## WHAT YOU WILL DO
Return the records below exactly as they are written.
──────── SUPPLIED ENTRIES ────────
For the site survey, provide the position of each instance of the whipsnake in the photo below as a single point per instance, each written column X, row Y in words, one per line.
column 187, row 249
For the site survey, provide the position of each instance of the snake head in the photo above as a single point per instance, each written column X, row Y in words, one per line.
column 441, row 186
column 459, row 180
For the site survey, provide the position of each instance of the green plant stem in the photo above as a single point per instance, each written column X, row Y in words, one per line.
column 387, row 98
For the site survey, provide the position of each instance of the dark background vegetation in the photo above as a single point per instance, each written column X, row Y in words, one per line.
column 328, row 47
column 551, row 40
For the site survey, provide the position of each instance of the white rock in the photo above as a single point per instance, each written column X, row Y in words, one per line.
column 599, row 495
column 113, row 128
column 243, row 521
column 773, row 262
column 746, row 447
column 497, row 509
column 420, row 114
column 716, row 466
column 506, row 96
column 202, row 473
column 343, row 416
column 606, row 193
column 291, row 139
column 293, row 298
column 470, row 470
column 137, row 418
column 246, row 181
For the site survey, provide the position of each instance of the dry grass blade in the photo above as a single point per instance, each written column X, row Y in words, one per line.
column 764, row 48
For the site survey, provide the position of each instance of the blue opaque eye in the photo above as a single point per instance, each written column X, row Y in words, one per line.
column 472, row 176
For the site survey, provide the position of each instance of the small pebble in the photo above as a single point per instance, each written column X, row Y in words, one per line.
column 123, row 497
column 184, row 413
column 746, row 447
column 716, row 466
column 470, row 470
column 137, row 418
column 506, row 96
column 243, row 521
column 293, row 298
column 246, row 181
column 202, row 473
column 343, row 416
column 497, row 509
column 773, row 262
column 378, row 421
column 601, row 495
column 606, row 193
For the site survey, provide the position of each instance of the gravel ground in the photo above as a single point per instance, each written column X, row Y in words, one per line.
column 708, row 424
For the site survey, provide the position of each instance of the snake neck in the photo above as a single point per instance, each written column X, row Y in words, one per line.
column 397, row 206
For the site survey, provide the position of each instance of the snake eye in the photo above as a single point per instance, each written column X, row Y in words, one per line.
────────
## TASK ANSWER
For the site survey, provide the position of each instance of the whipsnake in the photo below as a single point per instance, each written column X, row Y in words, one per line.
column 187, row 249
For the site survey, provide the position of each instance of the snake head in the photo above as a single point per instance, each written column X, row Y in words, one per line.
column 441, row 186
column 459, row 180
For the site survey, provide the position of each instance of the green plant stem in the photo above as a single point per instance, each written column X, row Y in words, one per line.
column 387, row 98
For the site survey, provide the position of each instance of the dark background vegetation in the photo above as a single point per instance, each written column X, row Y in words, one per line.
column 328, row 47
column 551, row 40
For the site survey, provide the position of each instance of the white rock in the photo above as a single point per instance, each written column X, row Y in words, one per line.
column 599, row 495
column 113, row 128
column 243, row 521
column 773, row 262
column 746, row 447
column 497, row 509
column 420, row 114
column 716, row 466
column 506, row 96
column 202, row 473
column 343, row 416
column 606, row 193
column 291, row 139
column 293, row 298
column 470, row 470
column 137, row 418
column 246, row 181
For the site survey, provide the position of each instance of the dry grass blade in the photo above as a single point per instance, each written column X, row Y in words, one per line.
column 764, row 48
For the site survey, provide the position of each instance of the blue opaque eye in the photo above as a single point per instance, each written column X, row Y in words, one per line.
column 472, row 176
For the site survey, provide the position of each instance of the small pebble in the photo above as a single point per instance, each written column X, row Y in words, one per line.
column 123, row 497
column 184, row 413
column 746, row 447
column 716, row 466
column 470, row 470
column 137, row 418
column 506, row 96
column 243, row 521
column 293, row 298
column 246, row 181
column 202, row 473
column 343, row 416
column 497, row 509
column 773, row 262
column 378, row 421
column 601, row 495
column 606, row 193
For the site survey, provide the position of each instance of the gravel ground in the photo above as a single point per instance, each written column X, row Y in words, one per line.
column 708, row 424
For the site survey, provide the position of each instance of the snake neck in the photo above as a single point per instance, each written column X, row Y in words, one per line.
column 397, row 206
For the site survey, provide the position of each instance of the snake eye in the photo above as a single point per instance, each written column X, row Y in words, one per line.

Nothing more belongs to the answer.